**Instructions to follow:** Print the data once more, exactly as supplied.

Data entries

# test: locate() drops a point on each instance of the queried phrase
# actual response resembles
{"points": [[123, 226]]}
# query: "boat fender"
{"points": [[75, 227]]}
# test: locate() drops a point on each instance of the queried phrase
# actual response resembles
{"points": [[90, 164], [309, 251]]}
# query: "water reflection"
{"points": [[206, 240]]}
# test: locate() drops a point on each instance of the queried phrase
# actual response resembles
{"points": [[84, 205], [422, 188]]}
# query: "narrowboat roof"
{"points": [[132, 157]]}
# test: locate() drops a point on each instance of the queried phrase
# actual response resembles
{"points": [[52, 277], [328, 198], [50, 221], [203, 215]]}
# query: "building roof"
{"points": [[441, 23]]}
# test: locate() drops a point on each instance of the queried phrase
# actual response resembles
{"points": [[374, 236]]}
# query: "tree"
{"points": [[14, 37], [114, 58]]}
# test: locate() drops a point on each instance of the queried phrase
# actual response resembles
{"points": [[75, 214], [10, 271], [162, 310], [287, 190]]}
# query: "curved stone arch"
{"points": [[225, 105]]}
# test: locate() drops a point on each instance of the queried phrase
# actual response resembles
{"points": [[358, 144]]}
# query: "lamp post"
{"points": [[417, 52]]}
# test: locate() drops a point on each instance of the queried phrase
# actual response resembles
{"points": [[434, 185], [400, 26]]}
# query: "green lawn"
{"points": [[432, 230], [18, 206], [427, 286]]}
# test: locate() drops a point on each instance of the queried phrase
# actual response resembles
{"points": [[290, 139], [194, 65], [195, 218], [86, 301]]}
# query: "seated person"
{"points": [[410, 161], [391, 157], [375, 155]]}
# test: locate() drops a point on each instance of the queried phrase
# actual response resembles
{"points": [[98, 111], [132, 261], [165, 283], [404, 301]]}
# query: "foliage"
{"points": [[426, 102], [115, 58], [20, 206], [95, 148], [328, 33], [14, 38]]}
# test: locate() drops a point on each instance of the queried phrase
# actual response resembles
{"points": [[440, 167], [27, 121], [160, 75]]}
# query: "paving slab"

**Answer space:**
# test: locate() drops a point on each instance of the queried phrase
# actual response resembles
{"points": [[123, 226]]}
# query: "boat fender"
{"points": [[75, 227]]}
# test: locate() drops a point on each instance of the queried phrase
# actual response resembles
{"points": [[90, 164], [309, 251]]}
# query: "water reflection"
{"points": [[206, 240]]}
# test: locate() drops a point on each instance of the queried phrase
# actual response resembles
{"points": [[84, 205], [422, 188]]}
# query: "narrowboat roof"
{"points": [[132, 157]]}
# test: locate() drops a point on each instance of the queried phrase
# actual response resembles
{"points": [[52, 277], [328, 198], [50, 221], [203, 215]]}
# query: "building roof"
{"points": [[441, 23]]}
# test: locate() drops a point on each instance of the queried phrase
# actual response resembles
{"points": [[374, 236]]}
# query: "tree"
{"points": [[14, 37], [114, 58]]}
# test: locate() drops a point on each instance of the queried phrase
# actual response resembles
{"points": [[75, 214], [10, 271], [162, 310], [287, 190]]}
# query: "curved stone arch"
{"points": [[225, 105]]}
# test: locate() drops a point on each instance of the queried phrase
# actual response resembles
{"points": [[358, 144]]}
# query: "lamp post"
{"points": [[417, 52]]}
# test: locate() drops a point on each instance of the queried phrase
# actual response resembles
{"points": [[434, 185], [400, 26]]}
# query: "green lawn"
{"points": [[432, 230], [18, 206], [427, 286]]}
# test: locate() drops a point on each instance of the queried phrase
# actual response resembles
{"points": [[290, 139], [194, 65], [195, 218], [86, 301]]}
# query: "seated person"
{"points": [[410, 161], [391, 157], [375, 155]]}
# test: locate() drops a point on each instance of the queried phrase
# actual response resembles
{"points": [[98, 111], [132, 261], [165, 283], [404, 301]]}
# query: "foliage"
{"points": [[426, 102], [115, 58], [20, 206], [95, 148], [328, 33], [14, 38]]}
# test: locate() drops a point on each instance of the queried phrase
# actual response resembles
{"points": [[440, 167], [27, 121], [160, 75]]}
# query: "paving slab"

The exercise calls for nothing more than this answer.